■ Testo ■

La classifica generale posiziona l’Italia al 24esimo posto su 29 nazioni. Il Belpaese è ancora molto lontano da Regno Unito, Francia, Germania, Spagna. Insomma, la strada verso la digitalizzazione è ancora molto lunga.

Eppure, i segnali positivi non mancano. Dal punto di vista della connettività, ad esempio, rispetto alla classifica del 2018, l’Italia è riuscita a recuperare ben sette posizioni anche se urgono miglioramenti soprattutto rispetto all’impiego della banda larga ultraveloce.

Preoccupa, invece, la questione relativa al capitale umano. Meno del 50% degli individui in età compresa tra i 16 ed i 74 anni possiede competenze digitali di base. L’Italia si posiziona, in questa particolare classifica, al 26esimo posto. Siamo ben al di sotto della media europea anche sul fronte dei laureati in ICT (solo l’1%).

Se sul fronte dei servizi pubblici digitali l’Italia recupera qualche posizione piazzandosi al 18esimo posto, non si può dire lo stesso in merito all’utilizzo dei servizi Internet e all’integrazione delle tecnologie aziendali nelle imprese italiane. Quest’ultimo punto rivela che le aziende italiane fanno ancora molto fatica a cogliere le opportunità offerte dal commercio elettronico e dai servizi cloud.

Cosa è cambiato con il Covid 19

La diffusione del Covid-19 e la necessità di rispettare le disposizioni del governo per limitare il contagio ha spinto le aziende ad attuare politiche di lavoro agili. Secondo lo studio condotto da BVA Doxa, il 73% delle aziende italiane ha introdotto lo smart working per la maggior parte dei dipendenti. Politiche di lavoro agili sono state introdotte soprattutto dalle multinazionali straniere che hanno uffici anche in Italia.

Le aziende italiane hanno, quindi, scoperto che il lavoro intelligente può funzionare: il 90% delle aziende ha espresso un’opinione favorevole in termini di efficienza e gestione ottimale del lavoro. Ma c’è di più: per due aziende su cinque – in particolare quelle attive nei settori finanza, servizi pubblici e TLC – i cambiamenti organizzativi introdotti continueranno ad essere efficaci anche dopo la fine dell’emergenza.

■ Esercizi da svolgere ■
1. Traduci in inglese questa frase del testo sulla digitalizzazione in Italia: "Meno del 50% degli individui in età compresa tra i 16 ed i 74 anni possiede competenze digitali di base."
2. Prosegui il testo sulla digitalizzazione in Italia e sullo smart working a partire dall'ultima frase riportata.
Le righe riportate più avanti costituiscono un materiale distinto dal testo.

■ Dati degli esercizi ■

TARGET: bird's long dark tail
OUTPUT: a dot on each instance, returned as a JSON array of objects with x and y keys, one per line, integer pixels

■ Risposte scritte ■
1. Less than 50% of individuals aged between 16 and 74 have basic digital skills.

2.
Secondo alcuni studi, circa otto milioni di persone potrebbero beneficiare dello smart working in Italia. La strada verso il cambiamento, però, è ancora in salita. Soprattutto tra le PMI, vige ancora un’organizzazione aziendale altamente gerarchica. Inoltre, la produttività solo raramente viene misurata in base agli obiettivi raggiunti. Quasi sempre, infatti, viene confusa col numero di ore che un dipendente trascorre in ufficio. Il risultato è che la produttività dei dipendenti italiani è, spesso, inferiore rispetto a quella dei dipendenti di altri paesi europei.

Cosa ci aspetta in futuro

Il Covid-19 è stata una vera batosta per tantissime imprese italiane. Riprendersi da questo periodo non sarà difficile, soprattutto in considerazione del fatto che non sappiamo ancora fino a quanto dovremo convivere con l’emergenza epidemiologica.

Il Governo italiano ha introdotto diverse iniziative per incentivare le imprese a non licenziare i propri dipendenti e ad attivare, laddove possibile, processi di lavoro in smart working.

Sta di fatto, però, che difficilmente sarà possibile, in così poco tempo, risolvere i problemi di arretratezza tecnologica e digitale che l’Italia si trascina da anni. Urgono investimenti importanti soprattutto in ambito formativo ma è necessario che questi sforzi siano integrati, coinvolgendo non soltanto le imprese ma anche e soprattutto le scuole, a partire da quelle primarie.

La chiusura forzata ed anticipata dell’anno scolastico ha evidenziato le criticità e le difficoltà del sistema scolastico italiano nonché le lacune, anche infrastrutturali, da parte delle famiglie italiane. Molti bambini vivono in case sovraffollate e in molte abitazioni, oltre ad essere assente una connessione Internet, mancavano anche PC e tablet, dispositivi indispensabili per seguire le lezioni a distanza.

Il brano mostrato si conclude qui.